--- Requirements ---
Copy out the part of the records that opens with the line containing "Exercise. Tag the station building" and closes with the line containing "x=557, y=303", substituting "platform shelter" for "station building" and leaving everything else unchanged.

------------------------------

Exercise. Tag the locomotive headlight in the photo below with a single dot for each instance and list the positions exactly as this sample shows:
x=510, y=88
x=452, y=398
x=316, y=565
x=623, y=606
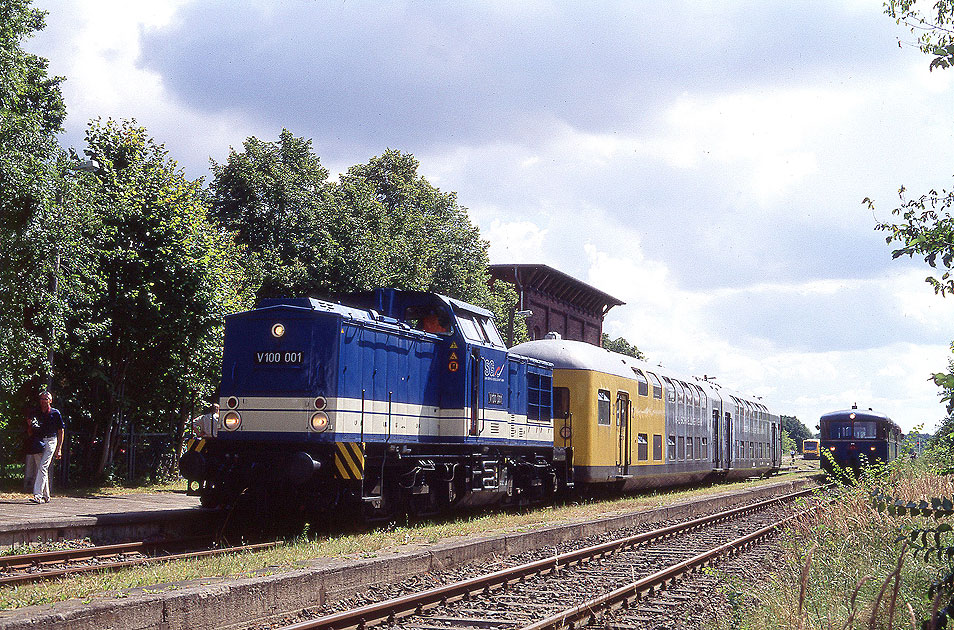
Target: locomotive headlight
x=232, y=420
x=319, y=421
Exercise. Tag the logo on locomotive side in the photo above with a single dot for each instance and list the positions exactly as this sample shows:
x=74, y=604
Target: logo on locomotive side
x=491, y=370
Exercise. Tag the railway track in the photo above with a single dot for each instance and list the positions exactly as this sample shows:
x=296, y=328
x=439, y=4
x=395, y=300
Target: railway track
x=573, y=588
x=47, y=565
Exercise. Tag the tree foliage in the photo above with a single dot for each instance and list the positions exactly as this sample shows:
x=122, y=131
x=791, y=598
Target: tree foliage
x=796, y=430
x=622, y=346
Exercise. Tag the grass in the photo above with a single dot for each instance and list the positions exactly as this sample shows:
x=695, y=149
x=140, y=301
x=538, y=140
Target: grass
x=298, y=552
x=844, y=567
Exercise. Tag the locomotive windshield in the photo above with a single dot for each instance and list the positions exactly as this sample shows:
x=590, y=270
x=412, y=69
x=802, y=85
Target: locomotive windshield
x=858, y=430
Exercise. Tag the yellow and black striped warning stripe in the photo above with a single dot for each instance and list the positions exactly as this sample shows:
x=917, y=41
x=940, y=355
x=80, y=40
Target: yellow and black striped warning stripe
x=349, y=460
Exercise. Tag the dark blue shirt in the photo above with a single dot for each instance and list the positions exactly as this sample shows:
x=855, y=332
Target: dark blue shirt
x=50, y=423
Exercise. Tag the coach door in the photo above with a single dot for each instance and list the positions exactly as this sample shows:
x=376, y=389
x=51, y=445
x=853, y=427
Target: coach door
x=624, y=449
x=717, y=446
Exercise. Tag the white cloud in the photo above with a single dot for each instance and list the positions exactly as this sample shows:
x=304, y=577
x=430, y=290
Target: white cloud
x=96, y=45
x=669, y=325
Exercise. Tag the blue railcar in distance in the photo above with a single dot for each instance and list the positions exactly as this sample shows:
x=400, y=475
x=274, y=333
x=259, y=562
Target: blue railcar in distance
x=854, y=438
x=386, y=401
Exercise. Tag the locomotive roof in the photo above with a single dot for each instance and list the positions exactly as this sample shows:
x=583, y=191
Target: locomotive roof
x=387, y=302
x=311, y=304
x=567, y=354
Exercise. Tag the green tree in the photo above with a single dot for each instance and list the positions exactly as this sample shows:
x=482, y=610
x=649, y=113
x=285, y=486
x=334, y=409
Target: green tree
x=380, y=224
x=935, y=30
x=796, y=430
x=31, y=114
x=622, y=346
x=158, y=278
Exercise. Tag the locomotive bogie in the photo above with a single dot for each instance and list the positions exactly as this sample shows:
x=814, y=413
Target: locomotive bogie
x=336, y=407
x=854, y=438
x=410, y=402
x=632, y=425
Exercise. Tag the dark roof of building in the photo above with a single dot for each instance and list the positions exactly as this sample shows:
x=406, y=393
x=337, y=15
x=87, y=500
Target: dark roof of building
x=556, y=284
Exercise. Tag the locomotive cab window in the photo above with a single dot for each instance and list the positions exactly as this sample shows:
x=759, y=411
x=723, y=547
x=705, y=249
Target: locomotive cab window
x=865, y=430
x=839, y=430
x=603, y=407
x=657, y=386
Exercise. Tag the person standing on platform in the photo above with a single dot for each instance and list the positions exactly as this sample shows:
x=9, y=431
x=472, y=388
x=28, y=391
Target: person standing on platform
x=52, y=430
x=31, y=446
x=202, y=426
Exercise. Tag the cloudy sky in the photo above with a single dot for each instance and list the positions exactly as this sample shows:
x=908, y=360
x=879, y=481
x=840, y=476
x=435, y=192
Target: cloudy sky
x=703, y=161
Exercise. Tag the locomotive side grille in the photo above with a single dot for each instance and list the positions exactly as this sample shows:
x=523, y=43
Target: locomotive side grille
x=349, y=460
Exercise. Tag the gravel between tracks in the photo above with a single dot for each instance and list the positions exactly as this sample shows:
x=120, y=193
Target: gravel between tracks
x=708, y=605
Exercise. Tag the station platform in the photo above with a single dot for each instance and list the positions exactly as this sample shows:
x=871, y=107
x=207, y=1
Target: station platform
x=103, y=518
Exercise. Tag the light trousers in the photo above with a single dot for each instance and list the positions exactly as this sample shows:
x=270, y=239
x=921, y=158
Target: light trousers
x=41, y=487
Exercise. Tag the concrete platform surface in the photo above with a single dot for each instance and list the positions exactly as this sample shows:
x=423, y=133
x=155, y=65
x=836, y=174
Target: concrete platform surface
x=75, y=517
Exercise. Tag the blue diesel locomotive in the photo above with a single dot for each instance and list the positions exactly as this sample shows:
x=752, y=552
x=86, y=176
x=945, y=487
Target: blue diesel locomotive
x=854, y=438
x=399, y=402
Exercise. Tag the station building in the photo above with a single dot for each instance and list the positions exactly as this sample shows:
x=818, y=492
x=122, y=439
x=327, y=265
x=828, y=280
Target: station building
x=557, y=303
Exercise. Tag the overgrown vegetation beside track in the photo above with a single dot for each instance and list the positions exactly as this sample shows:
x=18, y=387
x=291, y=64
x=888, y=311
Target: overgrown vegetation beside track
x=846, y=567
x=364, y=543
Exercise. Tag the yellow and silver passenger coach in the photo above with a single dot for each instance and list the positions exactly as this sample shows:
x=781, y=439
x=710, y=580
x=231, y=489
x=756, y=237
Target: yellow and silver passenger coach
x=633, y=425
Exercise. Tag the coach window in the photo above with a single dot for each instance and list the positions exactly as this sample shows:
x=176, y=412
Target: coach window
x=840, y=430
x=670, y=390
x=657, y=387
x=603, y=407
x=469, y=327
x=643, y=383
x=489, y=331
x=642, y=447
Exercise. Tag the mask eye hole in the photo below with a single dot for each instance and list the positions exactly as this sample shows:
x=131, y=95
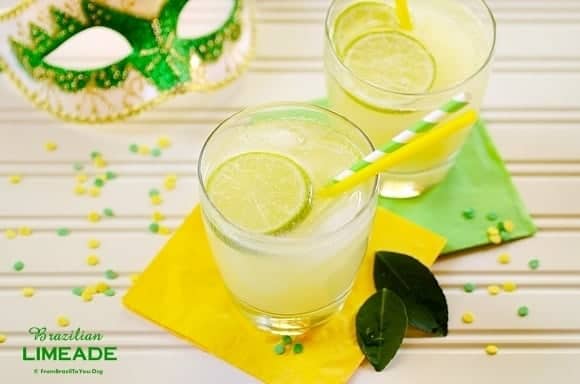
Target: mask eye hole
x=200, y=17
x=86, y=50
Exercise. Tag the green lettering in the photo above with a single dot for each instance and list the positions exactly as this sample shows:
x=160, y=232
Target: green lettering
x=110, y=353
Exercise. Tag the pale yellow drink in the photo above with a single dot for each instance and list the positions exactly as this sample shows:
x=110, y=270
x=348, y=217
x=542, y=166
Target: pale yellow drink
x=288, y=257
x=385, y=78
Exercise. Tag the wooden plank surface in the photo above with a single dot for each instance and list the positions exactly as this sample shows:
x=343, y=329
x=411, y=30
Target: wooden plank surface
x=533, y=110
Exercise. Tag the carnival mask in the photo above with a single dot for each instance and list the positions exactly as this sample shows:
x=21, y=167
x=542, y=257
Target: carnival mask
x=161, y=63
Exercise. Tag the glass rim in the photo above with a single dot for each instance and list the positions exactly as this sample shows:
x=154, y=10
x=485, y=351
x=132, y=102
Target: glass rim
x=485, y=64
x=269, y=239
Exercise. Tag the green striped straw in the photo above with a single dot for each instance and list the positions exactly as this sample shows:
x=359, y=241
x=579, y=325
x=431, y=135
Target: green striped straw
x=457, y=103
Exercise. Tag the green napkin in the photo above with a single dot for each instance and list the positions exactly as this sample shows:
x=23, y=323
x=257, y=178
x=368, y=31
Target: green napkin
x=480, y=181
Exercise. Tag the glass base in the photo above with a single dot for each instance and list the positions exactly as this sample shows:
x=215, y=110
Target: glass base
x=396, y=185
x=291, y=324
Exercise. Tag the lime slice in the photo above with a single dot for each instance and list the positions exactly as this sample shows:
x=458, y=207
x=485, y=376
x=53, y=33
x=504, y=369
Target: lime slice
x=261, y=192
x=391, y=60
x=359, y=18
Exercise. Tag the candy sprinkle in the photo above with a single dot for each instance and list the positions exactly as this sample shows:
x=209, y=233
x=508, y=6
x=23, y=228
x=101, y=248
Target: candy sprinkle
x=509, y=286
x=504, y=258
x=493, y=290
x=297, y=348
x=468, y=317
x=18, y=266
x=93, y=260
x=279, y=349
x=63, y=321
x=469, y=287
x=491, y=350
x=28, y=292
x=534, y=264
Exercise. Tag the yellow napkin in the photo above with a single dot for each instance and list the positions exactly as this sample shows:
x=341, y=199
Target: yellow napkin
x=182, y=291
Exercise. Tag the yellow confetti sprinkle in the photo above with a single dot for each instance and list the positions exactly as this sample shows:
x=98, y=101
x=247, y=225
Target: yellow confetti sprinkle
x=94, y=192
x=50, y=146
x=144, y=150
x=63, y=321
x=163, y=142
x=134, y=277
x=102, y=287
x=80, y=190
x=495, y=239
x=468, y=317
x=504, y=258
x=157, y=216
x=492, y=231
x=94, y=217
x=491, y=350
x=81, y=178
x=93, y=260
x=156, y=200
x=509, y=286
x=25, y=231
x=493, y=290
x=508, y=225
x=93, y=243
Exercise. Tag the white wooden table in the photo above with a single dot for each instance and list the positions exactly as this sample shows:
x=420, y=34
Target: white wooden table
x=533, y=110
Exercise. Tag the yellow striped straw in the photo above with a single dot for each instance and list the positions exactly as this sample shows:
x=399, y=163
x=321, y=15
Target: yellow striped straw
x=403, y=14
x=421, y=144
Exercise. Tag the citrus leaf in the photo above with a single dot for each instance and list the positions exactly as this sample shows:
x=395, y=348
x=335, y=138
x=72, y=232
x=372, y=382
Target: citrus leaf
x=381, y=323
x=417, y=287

------------------------------

--- Complete answer ---
Exercise. Tag the platform shelter in the photo above with a single dot for each instance and list the positions exactly as this sample shows:
x=818, y=492
x=122, y=439
x=327, y=265
x=828, y=280
Target: platform shelter
x=557, y=303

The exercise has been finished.